GIVEN TEXT>
──────────
An innovative, interdisciplinary platform for the dissection of Pneumocystis, a deadly fungal pathogen of humans

The goal of my research project is to enable a vital breakthrough in the study of a major fungal pathogen of humans. Pneumocystis kills hundreds of thousands of people each year, and yet only a few groups are studying this pathogen because, currently, it is not possible to culture it in vitro independently of its host. My goal is to release this major experimental bottleneck by developing, for the first time, in vitro culture methods for Pneumocystis. I will address this using a powerful combination of in silico metabolic modelling and experimental phenotyping. The potential benefits of my project are vast. In addition to providing major insights into the co-evolution of Pneumocystis pathogens with their mammalian hosts, my project will empower the research community, leading, in the longer-term, to dramatic advances in Pneumocystis biology and therapy.

Pneumocystis jirovecii is an opportunistic pathogen causing life-threatening pneumonia in immunocompromised patients and it colonizes the lungs of healthy infants. The worldwide incidence of Pneumocystis pneumonia exceeds 400,000 cases per year with mortality rates of 20 - 80%. This is a serious problem for developing countries where the population of HIV-infected individuals is over 6 times that in developed countries.
Challenge: The inability to culture Pneumocystis in vitro despite 3 decades of research makes this pathogen uniquely difficult to study. Diagnosis and treatment of Pneumocystis infections has relied primarily on microscopic detection in respiratory specimens. The lack of in vitro culture methods has been recognized as the major obstacle in Pneumocystis research.
──────────
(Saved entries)
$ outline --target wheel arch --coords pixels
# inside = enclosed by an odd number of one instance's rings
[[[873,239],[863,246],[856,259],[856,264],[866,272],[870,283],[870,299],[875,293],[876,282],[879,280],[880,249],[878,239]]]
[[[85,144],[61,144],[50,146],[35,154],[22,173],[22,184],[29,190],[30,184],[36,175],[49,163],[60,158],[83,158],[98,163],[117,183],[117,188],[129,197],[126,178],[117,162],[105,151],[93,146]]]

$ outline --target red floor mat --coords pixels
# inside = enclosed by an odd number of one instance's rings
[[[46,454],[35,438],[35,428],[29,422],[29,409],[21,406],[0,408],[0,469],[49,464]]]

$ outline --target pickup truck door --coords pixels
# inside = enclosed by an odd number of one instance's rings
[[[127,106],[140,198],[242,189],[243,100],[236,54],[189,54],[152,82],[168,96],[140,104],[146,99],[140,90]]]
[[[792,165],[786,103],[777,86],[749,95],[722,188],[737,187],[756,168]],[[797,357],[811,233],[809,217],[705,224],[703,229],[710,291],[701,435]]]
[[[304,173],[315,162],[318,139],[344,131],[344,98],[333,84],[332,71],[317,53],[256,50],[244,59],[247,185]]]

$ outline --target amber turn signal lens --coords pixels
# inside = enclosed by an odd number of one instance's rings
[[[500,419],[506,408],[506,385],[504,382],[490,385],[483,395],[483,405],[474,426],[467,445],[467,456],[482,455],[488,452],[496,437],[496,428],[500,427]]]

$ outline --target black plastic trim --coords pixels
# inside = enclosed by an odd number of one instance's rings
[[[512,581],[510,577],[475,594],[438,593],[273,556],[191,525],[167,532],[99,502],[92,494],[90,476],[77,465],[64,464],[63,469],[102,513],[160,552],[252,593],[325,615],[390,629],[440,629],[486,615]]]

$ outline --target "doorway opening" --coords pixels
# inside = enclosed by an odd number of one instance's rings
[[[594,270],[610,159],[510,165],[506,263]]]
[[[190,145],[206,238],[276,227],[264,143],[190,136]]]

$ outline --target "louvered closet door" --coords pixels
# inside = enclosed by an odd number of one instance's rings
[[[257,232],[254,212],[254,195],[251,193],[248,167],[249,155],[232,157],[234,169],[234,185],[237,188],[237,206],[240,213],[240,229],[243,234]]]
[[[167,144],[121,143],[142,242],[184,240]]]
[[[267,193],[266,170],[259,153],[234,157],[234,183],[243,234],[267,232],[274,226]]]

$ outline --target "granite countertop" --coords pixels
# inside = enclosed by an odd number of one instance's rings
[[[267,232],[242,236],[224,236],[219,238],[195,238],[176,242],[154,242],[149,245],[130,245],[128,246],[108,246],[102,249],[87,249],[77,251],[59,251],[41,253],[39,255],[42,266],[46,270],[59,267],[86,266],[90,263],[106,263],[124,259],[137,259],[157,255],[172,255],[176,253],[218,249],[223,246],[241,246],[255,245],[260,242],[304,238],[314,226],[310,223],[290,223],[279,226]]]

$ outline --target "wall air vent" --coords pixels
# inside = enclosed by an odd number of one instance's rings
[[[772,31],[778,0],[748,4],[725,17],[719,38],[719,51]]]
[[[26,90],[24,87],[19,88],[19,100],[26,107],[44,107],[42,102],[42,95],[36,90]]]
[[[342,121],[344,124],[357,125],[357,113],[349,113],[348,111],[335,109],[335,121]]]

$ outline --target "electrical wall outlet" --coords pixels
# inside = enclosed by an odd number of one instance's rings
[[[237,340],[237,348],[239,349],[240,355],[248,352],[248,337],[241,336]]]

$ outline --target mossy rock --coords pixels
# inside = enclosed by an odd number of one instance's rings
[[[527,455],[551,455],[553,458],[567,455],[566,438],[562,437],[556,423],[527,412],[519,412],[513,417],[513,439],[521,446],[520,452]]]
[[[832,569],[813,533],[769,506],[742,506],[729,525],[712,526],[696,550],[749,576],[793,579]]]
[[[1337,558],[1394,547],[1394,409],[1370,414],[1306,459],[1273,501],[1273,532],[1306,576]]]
──────────
TASK SET>
A) In the Pneumocystis project description, how many cases of Pneumocystis pneumonia occur worldwide each year?
B) Carry on the Pneumocystis project description past its last sentence.

EXPECTED RESULTS>
A) More than 400,000 cases per year.

B)
Recent genome sequencing has identified a potential explanation for the inability to culture Pneumocystis: it has an extremely reduced genome that lacks essential metabolic pathways. This has prevented growth independently of its mammalian host. Pneumocystis has developed unique dependencies on the host for nutrients as well as highly efficient strategies to evade the host's innate and acquired immune defences. Thus, intimate host-fungus cross-interactions are essential for growth of the pathogen, and simple supplementation of growth media to overcome predicted auxotrophic requirements has not been sufficient to solve the problem.
Principal hypothesis: The metabolic issue is more subtle: the pathogen also relies on the host to maintain redox and/or energy homeostasis.
Innovative approach to resolve this issue: I will develop an in silico metabolic model of Pneumocystis growth and metabolism based on new genomic data.
Outcomes: This work will release a critical bottleneck in Pneumocystis research, and provide major insights into the co-evolution of Pneumocystis pathogens with their mammalian hosts.